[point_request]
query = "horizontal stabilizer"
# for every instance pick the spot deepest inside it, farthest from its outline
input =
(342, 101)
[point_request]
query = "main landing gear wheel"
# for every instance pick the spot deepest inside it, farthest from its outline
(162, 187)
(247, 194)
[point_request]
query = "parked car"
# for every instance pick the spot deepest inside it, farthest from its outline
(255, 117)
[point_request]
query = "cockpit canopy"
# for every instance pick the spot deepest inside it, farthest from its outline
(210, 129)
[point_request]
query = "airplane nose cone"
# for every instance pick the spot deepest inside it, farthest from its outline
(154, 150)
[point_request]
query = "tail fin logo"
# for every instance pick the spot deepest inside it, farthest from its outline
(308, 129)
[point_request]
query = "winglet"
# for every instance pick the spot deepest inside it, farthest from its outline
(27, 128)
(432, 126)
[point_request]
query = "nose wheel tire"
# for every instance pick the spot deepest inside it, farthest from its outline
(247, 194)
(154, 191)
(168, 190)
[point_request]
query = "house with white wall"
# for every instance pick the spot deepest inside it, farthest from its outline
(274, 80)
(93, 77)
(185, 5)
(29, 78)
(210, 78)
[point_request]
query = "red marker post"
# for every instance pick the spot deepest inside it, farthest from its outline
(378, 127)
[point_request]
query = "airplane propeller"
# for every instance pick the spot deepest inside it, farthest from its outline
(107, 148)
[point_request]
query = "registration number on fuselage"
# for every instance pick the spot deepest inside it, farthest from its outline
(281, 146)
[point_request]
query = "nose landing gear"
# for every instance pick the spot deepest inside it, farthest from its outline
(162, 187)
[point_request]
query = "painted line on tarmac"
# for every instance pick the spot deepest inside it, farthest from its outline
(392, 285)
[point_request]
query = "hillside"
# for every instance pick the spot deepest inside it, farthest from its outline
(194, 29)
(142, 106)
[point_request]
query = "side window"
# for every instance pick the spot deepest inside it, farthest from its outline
━━━━
### Prompt:
Would you please print every record exactly as written?

### Answer below:
[point_request]
query = "horizontal stabilizer"
# for every instance pick the spot deepest inside it, farthest from its outline
input =
(342, 101)
[point_request]
query = "main landing gear wheel"
# for every instance pick the spot deepest inside it, farthest from its outline
(162, 187)
(247, 194)
[point_request]
query = "parked car"
# for every instance pick the spot deepest inside it, farthest from its outline
(255, 117)
[point_request]
query = "cockpit canopy"
# for every instance pick the spot deepest inside it, farthest from its outline
(210, 129)
[point_request]
query = "airplane nose cone"
# for every instance pick the spot deepest inside it, farthest from its outline
(154, 150)
[point_request]
query = "tail fin logo"
# for every instance pick the spot deepest inside it, farthest from its outline
(308, 129)
[point_request]
query = "winglet"
# for every instance pick the spot deepest inside it, farthest from its outline
(27, 128)
(432, 126)
[point_request]
query = "nose wheel tire"
# for every instance pick the spot deepest inside it, farthest from its outline
(247, 194)
(154, 191)
(168, 190)
[point_request]
query = "house with white wall"
# for every instance pick the spot deepest inside it, farthest from its outline
(274, 80)
(93, 77)
(185, 5)
(29, 78)
(210, 78)
[point_request]
query = "red marker post"
# for every instance pick the spot deepest inside it, farthest from its outline
(378, 127)
[point_request]
query = "airplane propeller"
# for every instance pick the spot deepest inside it, farthest from its outline
(107, 148)
[point_request]
query = "registration number on fuselage"
# for every instance pick the spot deepest inside it, farthest from its outline
(281, 146)
[point_request]
query = "nose landing gear"
# for every instance pick the spot deepest inside it, farthest from its outline
(162, 187)
[point_request]
query = "painted line on tarmac"
# for every instance pick the spot deepest inside it, farthest from its outline
(392, 285)
[point_request]
query = "hillside"
# for every instance pick the spot deepest inside it, farthest from its outline
(194, 29)
(142, 106)
[point_request]
query = "side window"
# for every instance pick the spot deepest inside it, farthest from its outline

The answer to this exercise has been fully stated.